INSTRUCTION -> Reproduce the data verbatim from its first line through the line containing "column 879, row 655", both included, and stop there.
——————————
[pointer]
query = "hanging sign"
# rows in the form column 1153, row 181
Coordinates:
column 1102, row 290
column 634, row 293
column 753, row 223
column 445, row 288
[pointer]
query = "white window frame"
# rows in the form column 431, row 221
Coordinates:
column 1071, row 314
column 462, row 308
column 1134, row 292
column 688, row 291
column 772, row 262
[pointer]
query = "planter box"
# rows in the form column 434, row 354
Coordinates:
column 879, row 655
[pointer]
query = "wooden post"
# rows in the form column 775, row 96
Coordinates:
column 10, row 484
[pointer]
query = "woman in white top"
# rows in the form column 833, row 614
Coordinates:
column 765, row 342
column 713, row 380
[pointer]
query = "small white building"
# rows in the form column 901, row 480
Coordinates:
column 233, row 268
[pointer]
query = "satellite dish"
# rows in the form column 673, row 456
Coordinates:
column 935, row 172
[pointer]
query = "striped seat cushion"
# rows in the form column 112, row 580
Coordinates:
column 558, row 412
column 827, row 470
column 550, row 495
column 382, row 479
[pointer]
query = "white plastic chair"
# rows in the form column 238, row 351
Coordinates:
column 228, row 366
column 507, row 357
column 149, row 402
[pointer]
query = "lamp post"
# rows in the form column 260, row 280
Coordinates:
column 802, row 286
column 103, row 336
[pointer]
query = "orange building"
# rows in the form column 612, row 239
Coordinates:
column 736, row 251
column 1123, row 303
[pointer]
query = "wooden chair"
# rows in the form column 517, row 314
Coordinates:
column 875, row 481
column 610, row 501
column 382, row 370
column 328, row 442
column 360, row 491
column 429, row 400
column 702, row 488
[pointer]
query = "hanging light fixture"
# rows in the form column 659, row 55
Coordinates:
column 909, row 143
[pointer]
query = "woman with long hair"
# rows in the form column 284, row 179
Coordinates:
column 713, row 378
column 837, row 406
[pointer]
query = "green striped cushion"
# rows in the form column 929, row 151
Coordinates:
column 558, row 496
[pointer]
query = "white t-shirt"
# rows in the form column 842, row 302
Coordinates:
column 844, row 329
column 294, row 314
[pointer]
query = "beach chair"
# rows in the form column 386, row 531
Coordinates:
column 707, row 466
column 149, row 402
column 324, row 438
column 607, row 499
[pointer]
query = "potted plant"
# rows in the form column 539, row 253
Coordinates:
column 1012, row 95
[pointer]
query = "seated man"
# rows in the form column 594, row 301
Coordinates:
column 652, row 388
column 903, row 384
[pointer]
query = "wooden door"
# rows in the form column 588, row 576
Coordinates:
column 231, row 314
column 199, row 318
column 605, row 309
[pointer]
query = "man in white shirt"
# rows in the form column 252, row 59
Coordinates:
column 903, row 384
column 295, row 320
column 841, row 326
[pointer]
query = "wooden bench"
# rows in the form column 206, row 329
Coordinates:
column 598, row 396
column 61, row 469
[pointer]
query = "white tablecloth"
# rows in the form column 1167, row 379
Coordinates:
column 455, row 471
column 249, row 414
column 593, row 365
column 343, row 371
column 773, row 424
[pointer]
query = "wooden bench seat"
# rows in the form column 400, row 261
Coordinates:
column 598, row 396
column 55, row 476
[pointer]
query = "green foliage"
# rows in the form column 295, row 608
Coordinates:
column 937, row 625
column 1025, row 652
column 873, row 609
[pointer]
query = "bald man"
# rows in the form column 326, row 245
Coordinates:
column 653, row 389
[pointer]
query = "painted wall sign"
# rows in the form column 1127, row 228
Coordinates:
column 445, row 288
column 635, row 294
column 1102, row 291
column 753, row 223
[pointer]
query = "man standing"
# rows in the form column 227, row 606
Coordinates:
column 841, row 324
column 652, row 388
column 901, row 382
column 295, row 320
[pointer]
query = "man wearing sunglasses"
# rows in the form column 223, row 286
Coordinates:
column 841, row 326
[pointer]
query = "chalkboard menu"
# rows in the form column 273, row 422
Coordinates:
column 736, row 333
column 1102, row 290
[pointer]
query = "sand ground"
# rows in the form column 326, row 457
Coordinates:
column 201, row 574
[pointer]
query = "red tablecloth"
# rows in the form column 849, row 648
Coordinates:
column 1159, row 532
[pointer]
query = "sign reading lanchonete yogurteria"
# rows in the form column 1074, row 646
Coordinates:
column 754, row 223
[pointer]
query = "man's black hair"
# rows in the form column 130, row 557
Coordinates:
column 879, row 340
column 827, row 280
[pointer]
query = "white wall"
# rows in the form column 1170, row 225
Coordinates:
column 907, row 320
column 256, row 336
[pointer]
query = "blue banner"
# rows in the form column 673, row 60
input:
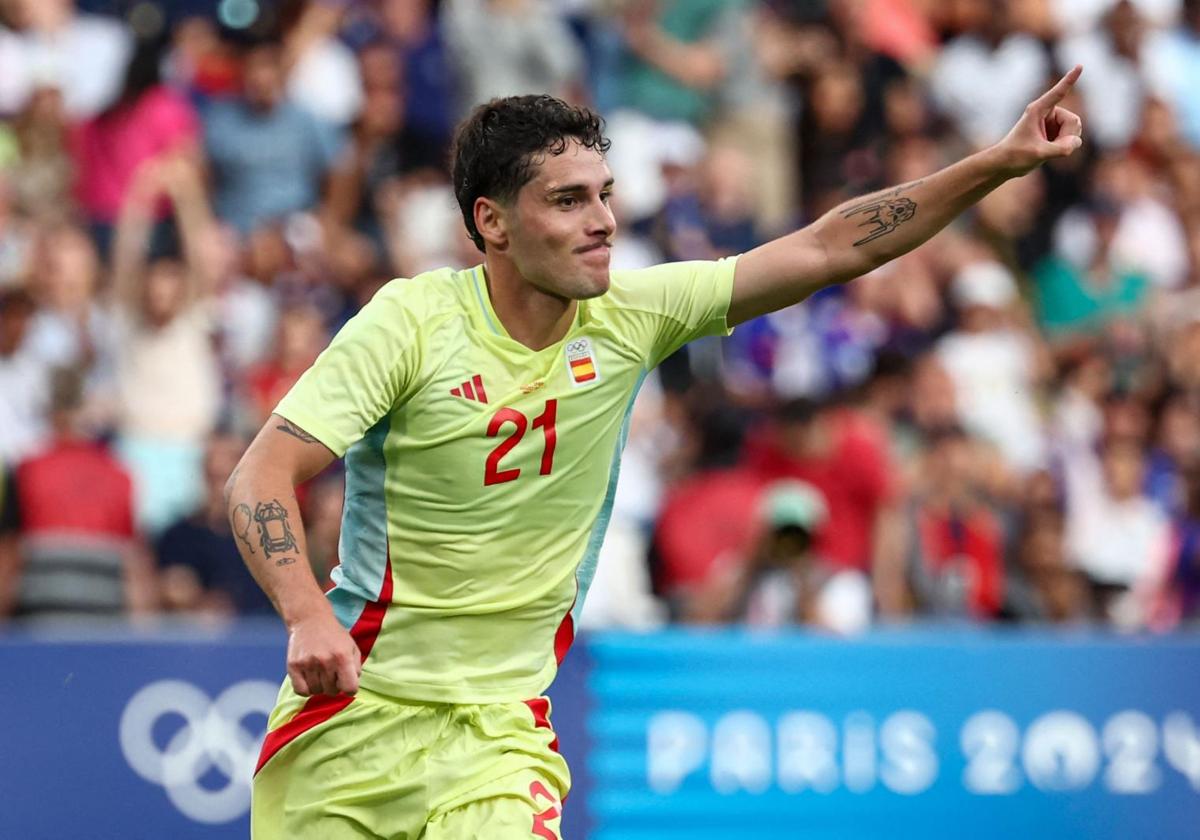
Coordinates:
column 940, row 733
column 907, row 735
column 115, row 735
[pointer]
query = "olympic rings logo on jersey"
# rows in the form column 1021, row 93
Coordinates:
column 213, row 736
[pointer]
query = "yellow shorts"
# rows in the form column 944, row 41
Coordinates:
column 370, row 766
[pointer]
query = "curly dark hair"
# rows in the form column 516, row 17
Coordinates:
column 497, row 148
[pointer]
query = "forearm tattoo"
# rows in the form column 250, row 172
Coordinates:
column 297, row 432
column 275, row 534
column 883, row 214
column 241, row 520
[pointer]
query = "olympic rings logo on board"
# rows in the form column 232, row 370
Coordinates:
column 213, row 736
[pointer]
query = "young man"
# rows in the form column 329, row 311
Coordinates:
column 481, row 414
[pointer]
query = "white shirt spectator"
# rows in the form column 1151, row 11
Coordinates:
column 325, row 82
column 525, row 48
column 24, row 383
column 1081, row 16
column 1117, row 541
column 1113, row 88
column 167, row 379
column 984, row 89
column 994, row 371
column 1150, row 239
column 85, row 60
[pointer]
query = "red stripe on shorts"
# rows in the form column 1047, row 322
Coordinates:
column 321, row 707
column 565, row 633
column 540, row 708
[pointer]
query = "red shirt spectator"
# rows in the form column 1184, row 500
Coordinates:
column 844, row 455
column 109, row 149
column 75, row 513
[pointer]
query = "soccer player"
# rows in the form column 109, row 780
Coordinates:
column 481, row 414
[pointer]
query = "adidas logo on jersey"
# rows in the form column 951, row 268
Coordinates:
column 471, row 390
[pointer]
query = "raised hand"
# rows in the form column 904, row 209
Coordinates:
column 1045, row 130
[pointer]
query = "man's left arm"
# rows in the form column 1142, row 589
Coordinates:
column 864, row 233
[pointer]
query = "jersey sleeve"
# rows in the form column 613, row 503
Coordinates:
column 666, row 306
column 367, row 369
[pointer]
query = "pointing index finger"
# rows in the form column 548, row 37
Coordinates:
column 1056, row 94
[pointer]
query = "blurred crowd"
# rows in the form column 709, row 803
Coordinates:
column 1001, row 426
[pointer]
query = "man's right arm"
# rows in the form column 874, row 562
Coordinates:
column 265, row 519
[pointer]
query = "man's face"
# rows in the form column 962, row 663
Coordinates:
column 559, row 228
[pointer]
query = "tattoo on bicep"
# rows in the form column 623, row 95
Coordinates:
column 297, row 432
column 241, row 520
column 275, row 534
column 883, row 214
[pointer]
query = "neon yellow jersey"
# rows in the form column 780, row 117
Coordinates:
column 479, row 473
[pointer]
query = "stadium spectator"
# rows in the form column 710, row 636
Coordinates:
column 1117, row 535
column 783, row 581
column 505, row 47
column 23, row 379
column 1115, row 91
column 52, row 45
column 709, row 511
column 988, row 46
column 42, row 173
column 79, row 555
column 1174, row 69
column 168, row 383
column 147, row 120
column 1086, row 293
column 1042, row 586
column 954, row 540
column 322, row 72
column 268, row 156
column 199, row 569
column 299, row 337
column 996, row 369
column 372, row 155
column 841, row 453
column 411, row 28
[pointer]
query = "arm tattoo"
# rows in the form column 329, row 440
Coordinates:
column 885, row 214
column 275, row 533
column 297, row 432
column 241, row 520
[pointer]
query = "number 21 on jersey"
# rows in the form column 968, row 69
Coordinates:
column 505, row 417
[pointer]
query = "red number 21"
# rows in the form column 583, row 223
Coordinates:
column 492, row 472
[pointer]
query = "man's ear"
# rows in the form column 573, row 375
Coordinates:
column 491, row 221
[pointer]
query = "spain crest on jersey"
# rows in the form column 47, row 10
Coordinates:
column 581, row 361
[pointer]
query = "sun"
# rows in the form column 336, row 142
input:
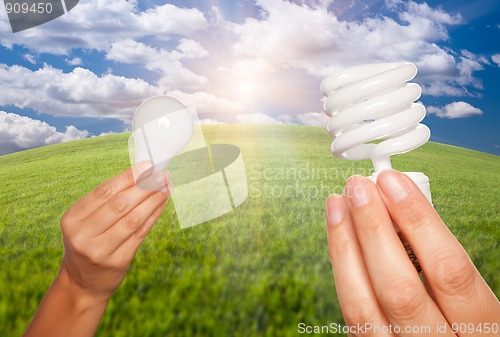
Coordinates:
column 246, row 89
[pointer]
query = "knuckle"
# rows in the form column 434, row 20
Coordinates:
column 95, row 256
column 454, row 275
column 341, row 247
column 132, row 221
column 403, row 299
column 359, row 312
column 79, row 243
column 103, row 191
column 118, row 204
column 65, row 222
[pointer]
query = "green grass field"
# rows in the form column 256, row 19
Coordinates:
column 258, row 271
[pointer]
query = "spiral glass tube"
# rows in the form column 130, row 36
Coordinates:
column 374, row 115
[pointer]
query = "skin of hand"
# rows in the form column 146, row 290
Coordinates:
column 101, row 233
column 377, row 284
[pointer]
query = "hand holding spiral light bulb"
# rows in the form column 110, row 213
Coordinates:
column 373, row 102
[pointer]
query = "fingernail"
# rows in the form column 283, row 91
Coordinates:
column 357, row 190
column 335, row 210
column 393, row 186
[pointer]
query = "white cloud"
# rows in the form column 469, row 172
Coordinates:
column 496, row 58
column 240, row 71
column 20, row 133
column 75, row 61
column 30, row 58
column 325, row 43
column 174, row 74
column 79, row 93
column 455, row 110
column 96, row 24
column 221, row 109
column 313, row 118
column 257, row 118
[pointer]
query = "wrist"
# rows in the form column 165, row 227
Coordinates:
column 81, row 299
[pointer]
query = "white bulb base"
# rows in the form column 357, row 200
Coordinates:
column 422, row 181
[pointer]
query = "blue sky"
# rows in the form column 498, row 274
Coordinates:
column 262, row 61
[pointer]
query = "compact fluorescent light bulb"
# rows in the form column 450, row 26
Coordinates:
column 162, row 126
column 373, row 102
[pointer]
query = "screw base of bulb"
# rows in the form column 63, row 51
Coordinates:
column 422, row 181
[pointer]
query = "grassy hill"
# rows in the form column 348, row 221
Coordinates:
column 258, row 271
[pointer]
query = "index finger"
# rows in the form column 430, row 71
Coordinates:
column 459, row 289
column 105, row 191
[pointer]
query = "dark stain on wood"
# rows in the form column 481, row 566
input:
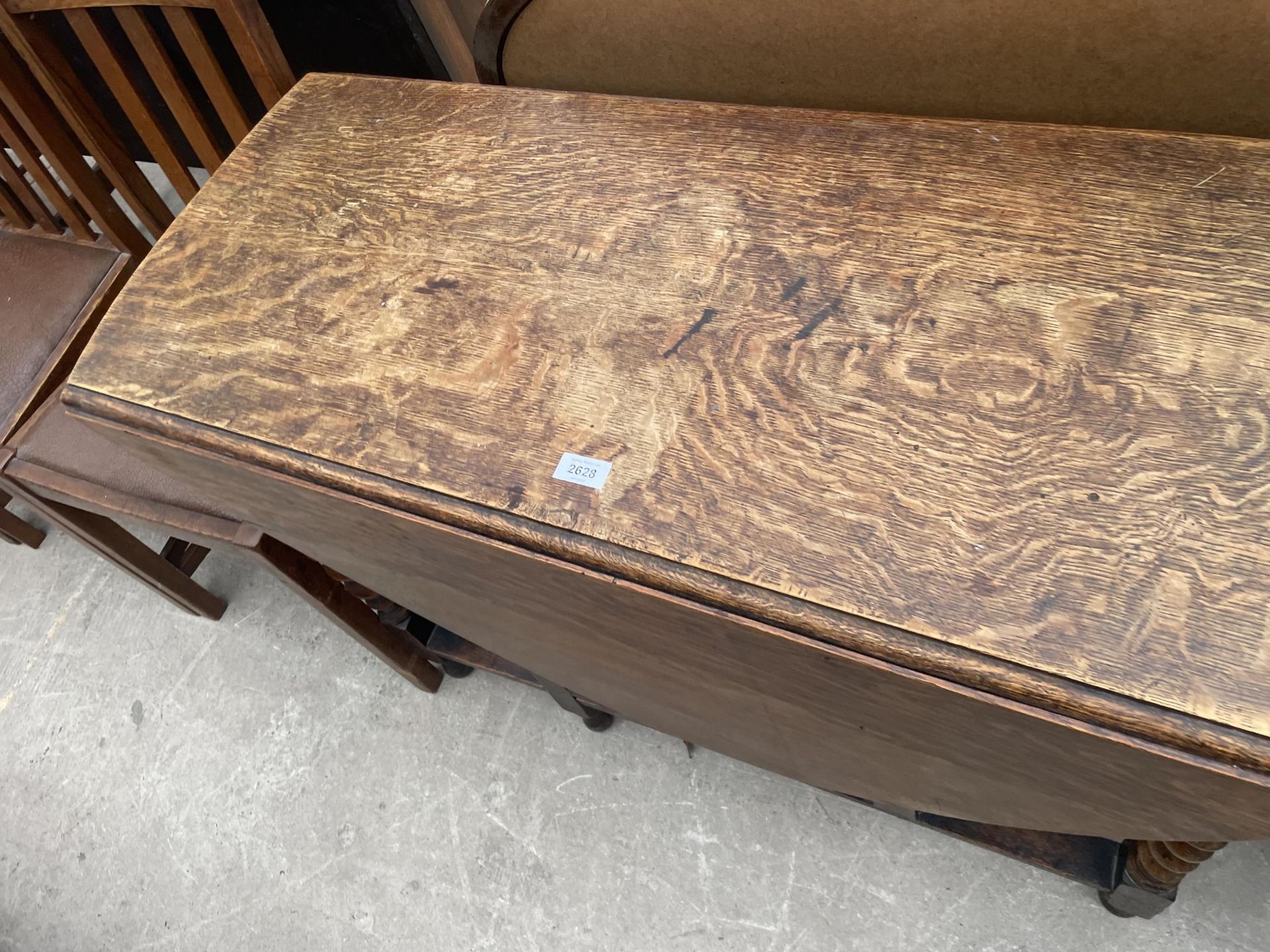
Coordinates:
column 706, row 317
column 793, row 288
column 436, row 285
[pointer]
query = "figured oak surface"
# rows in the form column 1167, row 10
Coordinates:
column 997, row 385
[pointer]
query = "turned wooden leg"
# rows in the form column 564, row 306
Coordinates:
column 591, row 717
column 1154, row 870
column 396, row 647
column 389, row 611
column 16, row 531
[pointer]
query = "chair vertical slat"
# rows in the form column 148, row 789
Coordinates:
column 12, row 208
column 17, row 182
column 51, row 138
column 164, row 74
column 134, row 106
column 257, row 48
column 208, row 70
column 80, row 111
column 28, row 154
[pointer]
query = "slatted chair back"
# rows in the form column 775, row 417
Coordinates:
column 48, row 184
column 186, row 79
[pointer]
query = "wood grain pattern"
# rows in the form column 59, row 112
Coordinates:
column 1164, row 65
column 999, row 386
column 806, row 709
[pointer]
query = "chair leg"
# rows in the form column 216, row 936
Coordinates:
column 397, row 648
column 118, row 546
column 16, row 531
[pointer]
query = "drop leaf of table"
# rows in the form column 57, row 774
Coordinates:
column 937, row 450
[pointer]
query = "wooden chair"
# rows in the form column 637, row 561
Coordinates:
column 451, row 26
column 1162, row 65
column 65, row 249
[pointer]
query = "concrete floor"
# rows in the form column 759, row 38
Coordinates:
column 265, row 783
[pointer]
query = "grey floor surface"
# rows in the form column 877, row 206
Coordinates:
column 263, row 783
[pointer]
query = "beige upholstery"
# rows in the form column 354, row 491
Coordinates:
column 1191, row 65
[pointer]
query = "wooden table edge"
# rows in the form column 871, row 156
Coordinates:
column 1011, row 682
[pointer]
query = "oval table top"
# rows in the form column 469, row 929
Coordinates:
column 1000, row 386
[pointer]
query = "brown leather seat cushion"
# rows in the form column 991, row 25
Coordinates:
column 56, row 441
column 44, row 286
——————————
ANSWER TO THE EXERCISE ->
[pointer]
query = "hanging sign"
# rows in the form column 1153, row 181
Coordinates:
column 1102, row 290
column 634, row 293
column 753, row 223
column 445, row 288
[pointer]
query = "white window frame"
# rows in the form column 431, row 221
Coordinates:
column 1071, row 314
column 462, row 308
column 1134, row 292
column 688, row 291
column 772, row 262
[pointer]
query = "planter box"
# rows in the form column 434, row 354
Coordinates:
column 879, row 655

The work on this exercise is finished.